- _TEXT SHOWN_
--- --- ---
Attempt to fix lint errors? yes

Testing and fixing

Aider can be configured with the command needed to run tests for a repo. A user working on a python project might do that by launching aider like this:

aider --test-cmd pytest

The repositories that are used in the SWE Bench problems are large open source projects with extensive existing test suites. A repo's test suite can be run in three ways:

1. Run tests as they existed before trying to solve the problem, without any changes.
2. Run tests after aider has modified the repo. So the pre-existing test cases are still present, but may have been modified by aider. Aider may have also added new tests.
3. Run the final "acceptance tests" to judge if the coding agent has successfully resolved the problem. SWE Bench verifies both pre-existing tests and a set of held out acceptance tests (from the so called test_patch) to check that the issue is properly resolved. During this final acceptance testing, any aider edits to tests are discard to ensure a faithful test of whether the issue was resolved.
--- --- ---
- _MATERIAL SHOWN_
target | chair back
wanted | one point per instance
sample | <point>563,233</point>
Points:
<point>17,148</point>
--- --- ---
- _TASKS TO PERFORM_
• a. Answer these questions from the text on Aider testing:
(i) What command is shown for launching aider with pytest as its test command?
(ii) How are the repositories used in the SWE Bench problems described?
(iii) When tests are run after aider has modified the repo, what else may aider have done besides modifying pre-existing test cases?
• b. Extend the text on Aider testing with a continuation that picks up after its last sentence.
The listing is separate material from the text on Aider testing.

- _TASK RESULTS_
• a.
(i) aider --test-cmd pytest
(ii) They are large open source projects with extensive existing test suites.
(iii) Aider may have also added new tests.

• b.
For the benchmark, aider is configured with a test command that will run the tests as described in (2) above. So testing will fail if aider has broken any pre-existing tests or if any new tests that it created aren't passing. When aider runs a test command, it checks for a non-zero exit status. In this case, aider will automatically share the test output with the LLM and ask it to try and resolve the test failures.

To be clear, aider can not run or even see the "acceptance tests" from the test_patch as described in (3). Those tests are only run outside of aider and the benchmark harness, to compute the final benchmark score.

Finding a plausible solution

As aider executes, it notes the outcome of the editing, linting and testing steps. When aider completes, it returns their final status as either: succeeded with no errors remaining, or ended without resolving all errors.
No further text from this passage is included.